====== Исходный текст ======

Если скука в своих манифестируемых и латентных формах, вследствие ликвидации метафизики, смысла и т. д., является ныне экзистенциальным и социологическим фактом и является из-за своей невыносимости, смертель­ности перманентным поводом к своему снятию, то, по-мо­ему, есть основания предполагать, что метафизика в каче­стве Другого, в качестве этоса, является продуктом или ответом на мета-физическую потребность человека трансцендировать свое Я к Другому, чтобы не быть лишним, напрасным. Вопросы о способности людей к жертвам вплоть до самопожертвования могут получить разреше­ние при учете этой мета-физической потребности или, лучше, метафизического ответа на мета-физическую по­требность в трансценденции. И при этом не важно, о ка­ких метафизиках идет речь, о каких Богах, о каких идеях, целях, конституирующих для Я того ДРУГОГО, ради ко­торого оно эк-зистирует.

Можно и нужно ужаснуться, если подумать о том, сколько людей отдали свои жизни ради пустого ИМЕ­НИ, ради НИЧТО (в онтологическом смысле), т. е. зря, напрасно, но, с другой стороны, следует согласиться с

[73]

тем, что с субъективной точки зрения эти люди прожи­ли жизнь эк-статично, насыщенно. Так, Ницше считал, что лучше хотеть ничего, чем ничего не хотеть, и поэто­му брал на себя бремя Сверхчеловека, исходя из своего horror vacui.Об этом свидетельствуют, например, такие высказывания: «...то, что я при исполненной невыноси­мых страданий жизни все же направляюсь к цели, уже искупает суровость и тяжесть жизни»2; «...все тоскливо, болезненно-dégoutantV; «это численное превосходство болезненных, по меньшей мере, затуманенных дней со­вершенно ничего не говорит вселенной об отчаянной скуке, в которой пребывает всякий и без "distraction глаз"»4.

====== Фрагменты данных ======

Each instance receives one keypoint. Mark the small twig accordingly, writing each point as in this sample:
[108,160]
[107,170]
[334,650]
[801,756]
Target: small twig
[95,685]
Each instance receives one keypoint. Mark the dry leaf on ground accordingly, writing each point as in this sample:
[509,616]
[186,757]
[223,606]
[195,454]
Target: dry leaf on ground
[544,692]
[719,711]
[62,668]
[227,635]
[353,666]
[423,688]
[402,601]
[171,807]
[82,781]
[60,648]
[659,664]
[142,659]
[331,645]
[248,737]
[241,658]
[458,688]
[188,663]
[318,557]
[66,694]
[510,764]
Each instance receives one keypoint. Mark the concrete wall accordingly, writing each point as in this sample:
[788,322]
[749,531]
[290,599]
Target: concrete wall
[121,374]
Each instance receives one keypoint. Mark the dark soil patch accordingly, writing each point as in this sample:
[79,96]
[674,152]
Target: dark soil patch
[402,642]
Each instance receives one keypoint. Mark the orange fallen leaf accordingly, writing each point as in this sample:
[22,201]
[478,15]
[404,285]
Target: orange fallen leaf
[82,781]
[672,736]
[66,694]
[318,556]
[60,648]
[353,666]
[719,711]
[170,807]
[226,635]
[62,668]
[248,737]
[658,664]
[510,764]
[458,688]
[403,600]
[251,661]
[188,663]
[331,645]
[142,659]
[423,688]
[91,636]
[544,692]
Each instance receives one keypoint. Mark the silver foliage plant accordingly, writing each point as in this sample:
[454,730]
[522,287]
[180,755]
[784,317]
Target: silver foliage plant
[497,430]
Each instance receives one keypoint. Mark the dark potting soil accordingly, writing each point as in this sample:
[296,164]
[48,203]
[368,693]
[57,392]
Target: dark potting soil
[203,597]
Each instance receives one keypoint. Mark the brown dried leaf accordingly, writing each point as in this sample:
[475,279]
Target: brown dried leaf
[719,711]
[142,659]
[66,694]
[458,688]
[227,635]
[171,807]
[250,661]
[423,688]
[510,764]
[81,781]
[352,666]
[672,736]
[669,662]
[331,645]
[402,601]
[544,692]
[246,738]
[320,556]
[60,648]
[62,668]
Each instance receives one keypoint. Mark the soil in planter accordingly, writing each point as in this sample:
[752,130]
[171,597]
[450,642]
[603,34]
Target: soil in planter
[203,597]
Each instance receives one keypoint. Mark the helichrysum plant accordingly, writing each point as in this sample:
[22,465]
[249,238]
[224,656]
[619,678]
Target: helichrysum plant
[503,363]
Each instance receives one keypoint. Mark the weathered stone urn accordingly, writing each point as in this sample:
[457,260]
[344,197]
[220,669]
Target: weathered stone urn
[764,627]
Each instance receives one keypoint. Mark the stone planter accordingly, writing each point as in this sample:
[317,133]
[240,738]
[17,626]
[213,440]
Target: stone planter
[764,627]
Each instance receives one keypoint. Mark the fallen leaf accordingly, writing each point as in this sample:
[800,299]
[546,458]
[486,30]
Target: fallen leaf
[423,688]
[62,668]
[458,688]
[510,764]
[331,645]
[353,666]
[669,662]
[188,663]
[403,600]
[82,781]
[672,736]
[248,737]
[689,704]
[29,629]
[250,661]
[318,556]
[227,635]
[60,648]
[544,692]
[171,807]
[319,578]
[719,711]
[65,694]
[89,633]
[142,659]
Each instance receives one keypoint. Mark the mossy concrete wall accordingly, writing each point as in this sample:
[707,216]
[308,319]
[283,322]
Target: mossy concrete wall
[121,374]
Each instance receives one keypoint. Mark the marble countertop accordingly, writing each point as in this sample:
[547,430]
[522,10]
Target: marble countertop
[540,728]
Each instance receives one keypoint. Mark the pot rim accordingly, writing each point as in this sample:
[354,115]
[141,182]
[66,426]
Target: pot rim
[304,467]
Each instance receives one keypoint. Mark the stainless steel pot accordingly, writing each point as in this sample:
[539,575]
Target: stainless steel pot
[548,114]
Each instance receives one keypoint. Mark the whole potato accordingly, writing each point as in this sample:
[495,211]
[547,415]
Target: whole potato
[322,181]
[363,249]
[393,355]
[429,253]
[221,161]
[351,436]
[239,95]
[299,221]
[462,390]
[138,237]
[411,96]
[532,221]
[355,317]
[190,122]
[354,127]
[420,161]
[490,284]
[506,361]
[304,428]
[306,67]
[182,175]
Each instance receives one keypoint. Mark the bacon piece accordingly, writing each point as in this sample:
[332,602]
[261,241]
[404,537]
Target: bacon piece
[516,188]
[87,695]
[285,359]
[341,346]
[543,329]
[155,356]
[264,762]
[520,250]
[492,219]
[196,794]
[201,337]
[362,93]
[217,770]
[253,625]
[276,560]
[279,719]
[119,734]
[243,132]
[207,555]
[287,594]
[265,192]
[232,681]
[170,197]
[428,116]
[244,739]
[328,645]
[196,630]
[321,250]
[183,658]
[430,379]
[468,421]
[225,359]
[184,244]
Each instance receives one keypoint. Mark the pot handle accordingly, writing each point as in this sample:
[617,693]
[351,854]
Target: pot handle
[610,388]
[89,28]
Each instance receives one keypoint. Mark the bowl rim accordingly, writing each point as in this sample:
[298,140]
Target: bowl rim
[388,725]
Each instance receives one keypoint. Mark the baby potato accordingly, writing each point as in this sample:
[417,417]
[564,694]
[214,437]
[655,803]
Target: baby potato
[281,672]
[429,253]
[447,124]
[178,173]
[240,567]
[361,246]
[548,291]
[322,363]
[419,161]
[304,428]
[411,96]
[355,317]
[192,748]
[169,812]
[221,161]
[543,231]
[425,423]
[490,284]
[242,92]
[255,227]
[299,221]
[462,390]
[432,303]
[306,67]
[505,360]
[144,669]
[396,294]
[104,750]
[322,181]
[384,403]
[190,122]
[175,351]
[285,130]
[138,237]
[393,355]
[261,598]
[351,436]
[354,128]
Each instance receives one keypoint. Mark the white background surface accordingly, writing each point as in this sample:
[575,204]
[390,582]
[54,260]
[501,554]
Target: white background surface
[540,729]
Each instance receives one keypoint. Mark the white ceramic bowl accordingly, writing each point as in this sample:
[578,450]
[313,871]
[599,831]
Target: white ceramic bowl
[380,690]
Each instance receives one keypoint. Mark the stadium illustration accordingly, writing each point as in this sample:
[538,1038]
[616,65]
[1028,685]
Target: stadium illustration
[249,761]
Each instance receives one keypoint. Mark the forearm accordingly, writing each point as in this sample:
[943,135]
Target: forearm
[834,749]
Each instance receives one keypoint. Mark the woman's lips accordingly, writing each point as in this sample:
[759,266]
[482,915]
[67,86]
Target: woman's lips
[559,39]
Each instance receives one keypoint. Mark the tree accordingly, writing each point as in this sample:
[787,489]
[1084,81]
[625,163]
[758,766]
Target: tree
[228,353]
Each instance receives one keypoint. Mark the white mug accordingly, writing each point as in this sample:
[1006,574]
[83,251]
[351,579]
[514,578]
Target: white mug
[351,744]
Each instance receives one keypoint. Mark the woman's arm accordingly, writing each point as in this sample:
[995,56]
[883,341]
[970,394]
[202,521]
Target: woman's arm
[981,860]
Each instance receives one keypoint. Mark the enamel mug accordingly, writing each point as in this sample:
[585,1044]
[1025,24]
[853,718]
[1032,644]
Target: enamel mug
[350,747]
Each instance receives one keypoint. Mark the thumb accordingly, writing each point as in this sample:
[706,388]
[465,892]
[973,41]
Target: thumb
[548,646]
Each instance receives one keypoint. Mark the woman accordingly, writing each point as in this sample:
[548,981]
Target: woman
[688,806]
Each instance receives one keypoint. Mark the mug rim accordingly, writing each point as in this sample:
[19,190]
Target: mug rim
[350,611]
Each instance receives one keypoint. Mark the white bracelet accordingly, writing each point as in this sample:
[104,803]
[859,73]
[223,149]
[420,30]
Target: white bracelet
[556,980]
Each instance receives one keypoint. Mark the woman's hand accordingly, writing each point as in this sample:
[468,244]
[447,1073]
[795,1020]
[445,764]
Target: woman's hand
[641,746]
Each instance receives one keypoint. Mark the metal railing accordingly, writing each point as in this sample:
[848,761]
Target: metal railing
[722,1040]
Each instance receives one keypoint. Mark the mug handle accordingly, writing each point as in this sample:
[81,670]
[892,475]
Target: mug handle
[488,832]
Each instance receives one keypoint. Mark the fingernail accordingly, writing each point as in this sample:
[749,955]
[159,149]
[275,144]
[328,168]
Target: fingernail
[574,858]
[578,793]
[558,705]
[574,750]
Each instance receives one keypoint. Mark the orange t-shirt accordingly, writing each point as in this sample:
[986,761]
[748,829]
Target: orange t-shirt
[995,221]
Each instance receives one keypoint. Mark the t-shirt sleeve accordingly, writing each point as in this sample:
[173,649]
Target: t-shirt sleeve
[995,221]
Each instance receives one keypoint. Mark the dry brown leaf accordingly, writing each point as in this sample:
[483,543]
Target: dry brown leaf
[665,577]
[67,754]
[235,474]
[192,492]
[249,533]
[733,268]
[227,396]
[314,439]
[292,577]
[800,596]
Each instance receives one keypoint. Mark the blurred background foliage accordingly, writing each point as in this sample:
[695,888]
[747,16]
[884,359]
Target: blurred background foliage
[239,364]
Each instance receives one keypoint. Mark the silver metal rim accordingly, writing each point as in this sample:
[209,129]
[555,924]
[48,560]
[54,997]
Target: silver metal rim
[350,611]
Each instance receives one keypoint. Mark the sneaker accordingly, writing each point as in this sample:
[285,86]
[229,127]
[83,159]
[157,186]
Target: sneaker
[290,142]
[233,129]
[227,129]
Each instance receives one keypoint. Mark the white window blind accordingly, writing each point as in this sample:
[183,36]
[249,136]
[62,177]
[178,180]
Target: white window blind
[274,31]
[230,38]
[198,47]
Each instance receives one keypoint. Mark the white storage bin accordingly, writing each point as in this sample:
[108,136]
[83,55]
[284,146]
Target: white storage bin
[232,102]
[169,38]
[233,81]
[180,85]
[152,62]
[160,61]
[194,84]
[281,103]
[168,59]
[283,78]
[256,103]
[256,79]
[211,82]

======

▶ Задания
1 – Ответьте на вопросы по тексту о скуке и метафизике.
(a) Продуктом или ответом на какую потребность человека является, по тексту, метафизика в качестве Другого?
(b) Что, по мнению Ницше, лучше, чем ничего не хотеть?
(c) Исходя из чего Ницше брал на себя бремя Сверхчеловека?
2 – Продублируйте фрагмент текста о скуке и метафизике, начиная со слов «Если скука в» и продолжая до слов «ко­торого оно эк-зистирует.» включительно.
3 – Продолжите текст о скуке и метафизике после его последнего предложения.
Данные представляют собой отдельный материал и к исходному тексту не относятся.

▶ Ответы
1 –
(a) На мета-физическую потребность человека трансцендировать свое Я к Другому, чтобы не быть лишним, напрасным.
(b) Хотеть ничего.
(c) Исходя из своего horror vacui.

2 –
Если скука в своих манифестируемых и латентных формах, вследствие ликвидации метафизики, смысла и т. д., является ныне экзистенциальным и социологическим фактом и является из-за своей невыносимости, смертель­ности перманентным поводом к своему снятию, то, по-мо­ему, есть основания предполагать, что метафизика в каче­стве Другого, в качестве этоса, является продуктом или ответом на мета-физическую потребность человека трансцендировать свое Я к Другому, чтобы не быть лишним, напрасным. Вопросы о способности людей к жертвам вплоть до самопожертвования могут получить разреше­ние при учете этой мета-физической потребности или, лучше, метафизического ответа на мета-физическую по­требность в трансценденции. И при этом не важно, о ка­ких метафизиках идет речь, о каких Богах, о каких идеях, целях, конституирующих для Я того ДРУГОГО, ради ко­торого оно эк-зистирует.

3 –
Впрочем, тем легче нести ответственность за наш «те-оцид», если мы признаем антропогенное происхождение богов из нашей мета-физической потребности. Множество зачастую противоречивых и претендующих на исключи­тельность богов все же совсем не то, что онтологическое доказательство подлинного Бога. И если задуматься о патриотизмах и прочих фанатизмах всех мастей, то нуж­но и здесь спросить себя, кто должен платить за насы­щенную, эк-статическую этическую жизнь, даже если эта жизнь в конце концов сама пожертвовала собой, и за что платить?